◆ **Consigna A**
¿Concuerdan con el relato del viaje a Abilene estas afirmaciones? Responde sí o no a cada una y cita textualmente las palabras que lo deciden.
(i) La ida y vuelta llevó cuatro horas y sumó 108 millas.
(ii) La comida de la cafetería resultó buena.
(iii) La suegra afirmó que habría preferido no salir.
◆ **Consigna B**
Responde estas preguntas sobre el relato del viaje a Abilene:
(i) ¿A qué lugar volvieron tras el paseo?
(ii) ¿Frente a qué se sentaron en silencio al regresar?
(iii) ¿Con qué juego estaba entretenida la persona que narra?
◆ **Consigna C**
Redacta la continuación del relato del viaje a Abilene a partir de su última frase.

··· Texto proporcionado

Teorías de la comunicación. Edison Otero
“Por supuesto que quiero ir” dijo mi suegra. “¿Qué te hace pensar que no quiero ir. Hace tiempo que no voy a Abilene”.
De modo que nos subimos al auto y partimos a Abilene. Mis sospechas se cumplieron. El calor era brutal. Llegamos cubiertos de una fina capa de polvo del oeste de Texas adherida al sudor y la comida en la cafetería resultó ser un asco. Cuatro horas y 108 millas después, volvimos a Coleman cansados y agotados. Nos sentamos en silencio frente al ventilador. Para romper el hielo se me ocurrió decir: “fue un paseo estupendo, ¿verdad ?”. Nadie dijo nada.
Por fin, y algo enojada, mi suegra dijo: “en verdad no me gustó mucho y habría preferido quedarme aquí. Sólo fuí porque ustedes tres estaban entusiasmados. No hubiera ido si no me hubiesen presionado”.
No podía creerlo. “¿qué quiere decir con todos ustedes?”, le pregunté. “A mí no me meta en el grupo de todos... yo estaba entretenido con el dominó. Sólo fuí por complacerlos, ustedes son los culpables”. Mi mujer puso el grito en el cielo: “No me digas que yo soy culpable... tú y los papás eran los que querían ir. Yo sólo fui para no arruinarles el panorama. Tendría que estar loca para ir con este calor. ¿O crees que estoy loca ?”.

······
··· Filas extraídas

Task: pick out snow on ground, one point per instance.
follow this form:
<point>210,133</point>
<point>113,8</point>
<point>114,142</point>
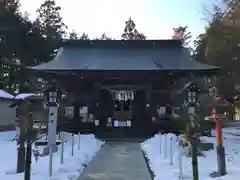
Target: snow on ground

······

◆ **Respuesta A**
(i) Sí: "Cuatro horas y 108 millas después, volvimos a Coleman cansados y agotados."
(ii) No: "la comida en la cafetería resultó ser un asco."
(iii) Sí: "habría preferido quedarme aquí."

◆ **Respuesta B**
(i) A Coleman.
(ii) Frente al ventilador.
(iii) Con el dominó.

◆ **Respuesta C**
Antes que pudiera contestarle, mi suegro interrumpió bruscamente. Sólo dijo una palabra pero la dijo con el estilo sencillo y directo que sólo un tejano de toda la vida es capaz de usar : “Mierda”. Como pocas veces recurría a una grosería nos sorprendió de inmediato. Y a continuación, representando perfectamente lo que cada uno de nosotros pensaba, le escuchamos decir: “Para ser franco, yo no quería ir a Abilene... pensé que estaban aburridos y sentí que debía proponer algo. Quería que tú y tu marido no se aburrieran. Nos visitan tan poco que quería estar seguro de que lo pasaran bien. Tu mamá se iba a molestar si ustedes no estaban contentos. Por mí, me hubiera quedado jugando dominó y comernos lo que quedaba en el refrigerador”.
Nos quedamos en silencio. Aquí estábamos cuatro personas normales y comunes que, por decisión propia, habían hecho un viaje de 106 millas a través de un desierto infernal, con un calor salvaje y una tormenta de polvo, para comer unos platos de porquería en una mugrosa cafetería de Abilene, cuando en verdad ninguno tenía ganas de ir. De hecho, hicimos exactamente lo contrario de lo que queríamos. No tenía sentido” (Dyer 1988, 153-156).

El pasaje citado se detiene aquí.